- WORK REQUIRED
Nothing but the lines from the one containing "of the barricade" to the end of the data should be returned, each exactly as written.

- SUPPLIED DATA
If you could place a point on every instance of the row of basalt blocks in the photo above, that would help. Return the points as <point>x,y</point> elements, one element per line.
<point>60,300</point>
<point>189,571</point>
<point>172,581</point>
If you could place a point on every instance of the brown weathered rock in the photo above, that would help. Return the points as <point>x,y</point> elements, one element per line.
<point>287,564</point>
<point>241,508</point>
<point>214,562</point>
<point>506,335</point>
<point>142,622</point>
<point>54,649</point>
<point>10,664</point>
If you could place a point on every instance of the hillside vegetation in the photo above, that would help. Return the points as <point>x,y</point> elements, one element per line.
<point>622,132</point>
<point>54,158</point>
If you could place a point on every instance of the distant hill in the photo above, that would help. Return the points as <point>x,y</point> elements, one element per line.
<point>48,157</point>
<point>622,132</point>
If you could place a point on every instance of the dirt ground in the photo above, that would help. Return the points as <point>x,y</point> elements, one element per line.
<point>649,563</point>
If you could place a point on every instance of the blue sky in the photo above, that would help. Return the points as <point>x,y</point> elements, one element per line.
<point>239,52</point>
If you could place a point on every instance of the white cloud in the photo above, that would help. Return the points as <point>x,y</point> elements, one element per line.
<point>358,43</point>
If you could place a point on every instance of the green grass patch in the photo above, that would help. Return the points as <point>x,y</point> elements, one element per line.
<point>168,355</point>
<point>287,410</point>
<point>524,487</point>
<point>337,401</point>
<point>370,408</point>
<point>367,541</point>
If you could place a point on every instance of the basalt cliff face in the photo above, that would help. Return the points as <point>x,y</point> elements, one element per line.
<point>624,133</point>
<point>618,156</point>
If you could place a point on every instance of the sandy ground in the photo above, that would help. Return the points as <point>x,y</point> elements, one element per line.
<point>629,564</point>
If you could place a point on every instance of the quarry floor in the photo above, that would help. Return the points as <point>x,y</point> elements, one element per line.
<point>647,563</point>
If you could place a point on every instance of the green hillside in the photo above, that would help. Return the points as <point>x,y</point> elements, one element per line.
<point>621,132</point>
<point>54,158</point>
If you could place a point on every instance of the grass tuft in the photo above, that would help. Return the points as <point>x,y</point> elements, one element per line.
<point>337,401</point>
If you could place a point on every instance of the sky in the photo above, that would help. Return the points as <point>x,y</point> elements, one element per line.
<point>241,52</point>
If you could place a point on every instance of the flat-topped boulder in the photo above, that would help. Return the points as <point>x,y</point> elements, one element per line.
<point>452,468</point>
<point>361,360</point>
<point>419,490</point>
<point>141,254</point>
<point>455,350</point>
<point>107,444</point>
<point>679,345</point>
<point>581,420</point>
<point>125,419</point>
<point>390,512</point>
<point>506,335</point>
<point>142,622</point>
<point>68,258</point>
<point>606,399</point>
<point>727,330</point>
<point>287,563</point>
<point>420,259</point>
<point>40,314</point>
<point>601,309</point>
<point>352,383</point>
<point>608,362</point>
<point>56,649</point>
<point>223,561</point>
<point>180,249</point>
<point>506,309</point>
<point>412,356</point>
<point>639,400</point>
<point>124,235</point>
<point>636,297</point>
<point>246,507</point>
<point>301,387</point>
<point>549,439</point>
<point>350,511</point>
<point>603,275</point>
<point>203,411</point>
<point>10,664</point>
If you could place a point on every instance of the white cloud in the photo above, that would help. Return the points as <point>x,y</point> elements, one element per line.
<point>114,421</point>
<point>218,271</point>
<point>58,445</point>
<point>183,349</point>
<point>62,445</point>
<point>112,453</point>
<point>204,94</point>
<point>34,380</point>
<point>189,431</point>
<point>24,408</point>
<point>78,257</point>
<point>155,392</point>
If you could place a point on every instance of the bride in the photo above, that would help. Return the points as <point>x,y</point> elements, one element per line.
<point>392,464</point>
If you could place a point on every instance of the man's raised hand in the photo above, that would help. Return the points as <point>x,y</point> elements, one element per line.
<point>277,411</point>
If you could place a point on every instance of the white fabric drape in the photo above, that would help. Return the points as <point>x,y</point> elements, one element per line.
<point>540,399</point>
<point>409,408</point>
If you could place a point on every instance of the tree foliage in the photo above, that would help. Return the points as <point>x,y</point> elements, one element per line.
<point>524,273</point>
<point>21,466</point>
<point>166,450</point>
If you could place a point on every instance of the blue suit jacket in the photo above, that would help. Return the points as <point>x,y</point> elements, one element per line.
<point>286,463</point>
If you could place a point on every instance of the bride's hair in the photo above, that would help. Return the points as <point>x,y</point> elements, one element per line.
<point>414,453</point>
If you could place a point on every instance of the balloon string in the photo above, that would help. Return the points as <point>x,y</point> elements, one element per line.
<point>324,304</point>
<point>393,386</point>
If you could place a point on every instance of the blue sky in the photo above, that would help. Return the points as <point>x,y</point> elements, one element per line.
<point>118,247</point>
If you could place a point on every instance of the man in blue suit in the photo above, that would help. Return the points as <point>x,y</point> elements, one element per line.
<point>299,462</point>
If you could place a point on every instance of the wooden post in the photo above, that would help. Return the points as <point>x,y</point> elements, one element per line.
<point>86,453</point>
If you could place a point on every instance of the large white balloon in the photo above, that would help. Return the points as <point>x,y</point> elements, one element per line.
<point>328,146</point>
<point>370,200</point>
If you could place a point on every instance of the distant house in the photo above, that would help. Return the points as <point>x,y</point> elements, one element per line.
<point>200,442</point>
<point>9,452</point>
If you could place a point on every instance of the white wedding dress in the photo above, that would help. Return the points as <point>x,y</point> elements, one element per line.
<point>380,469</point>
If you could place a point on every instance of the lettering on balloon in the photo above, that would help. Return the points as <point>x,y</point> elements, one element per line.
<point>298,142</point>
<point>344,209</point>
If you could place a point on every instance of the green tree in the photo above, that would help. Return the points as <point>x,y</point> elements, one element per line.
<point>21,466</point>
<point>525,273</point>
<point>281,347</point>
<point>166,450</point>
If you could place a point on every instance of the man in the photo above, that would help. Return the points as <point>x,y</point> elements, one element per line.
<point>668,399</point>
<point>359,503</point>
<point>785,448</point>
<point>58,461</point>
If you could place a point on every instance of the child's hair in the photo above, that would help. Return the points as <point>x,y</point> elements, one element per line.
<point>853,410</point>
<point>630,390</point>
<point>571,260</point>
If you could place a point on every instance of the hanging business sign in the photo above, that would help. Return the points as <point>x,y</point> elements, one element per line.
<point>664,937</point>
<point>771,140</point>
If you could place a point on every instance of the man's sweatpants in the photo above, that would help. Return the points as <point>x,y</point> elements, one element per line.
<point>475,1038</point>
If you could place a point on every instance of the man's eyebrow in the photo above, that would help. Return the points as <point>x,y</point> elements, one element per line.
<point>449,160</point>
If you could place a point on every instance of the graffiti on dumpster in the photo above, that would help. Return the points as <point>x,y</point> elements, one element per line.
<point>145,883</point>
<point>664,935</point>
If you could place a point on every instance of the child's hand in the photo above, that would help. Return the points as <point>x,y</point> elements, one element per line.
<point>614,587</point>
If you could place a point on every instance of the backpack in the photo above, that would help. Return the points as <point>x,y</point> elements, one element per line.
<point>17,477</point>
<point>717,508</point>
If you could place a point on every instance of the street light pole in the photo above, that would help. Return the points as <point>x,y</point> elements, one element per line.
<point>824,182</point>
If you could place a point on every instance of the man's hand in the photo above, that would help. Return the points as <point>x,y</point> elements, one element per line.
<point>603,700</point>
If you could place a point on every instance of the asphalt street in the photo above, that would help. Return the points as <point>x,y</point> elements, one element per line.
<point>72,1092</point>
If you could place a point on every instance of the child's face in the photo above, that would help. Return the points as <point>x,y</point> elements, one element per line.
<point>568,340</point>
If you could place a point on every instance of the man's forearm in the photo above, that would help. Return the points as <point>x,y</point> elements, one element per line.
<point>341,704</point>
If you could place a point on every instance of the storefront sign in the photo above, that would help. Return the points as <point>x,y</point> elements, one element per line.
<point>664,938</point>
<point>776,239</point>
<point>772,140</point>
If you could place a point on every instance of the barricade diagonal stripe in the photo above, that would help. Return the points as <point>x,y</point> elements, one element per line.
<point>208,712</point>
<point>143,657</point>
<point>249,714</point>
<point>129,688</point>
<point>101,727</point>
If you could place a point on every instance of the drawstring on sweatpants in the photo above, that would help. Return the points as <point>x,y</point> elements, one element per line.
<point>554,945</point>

- TASK RESULT
If you could place a point on every instance of the barricade diagonal stripe in the photo above, that would help. Return the points as <point>x,y</point> elements, one element per line.
<point>208,712</point>
<point>143,657</point>
<point>249,714</point>
<point>129,688</point>
<point>101,727</point>
If you could place a point on every instance of the drawstring on sweatpants in the photo above, that would help. Return the points as <point>x,y</point> elements, one element per line.
<point>554,945</point>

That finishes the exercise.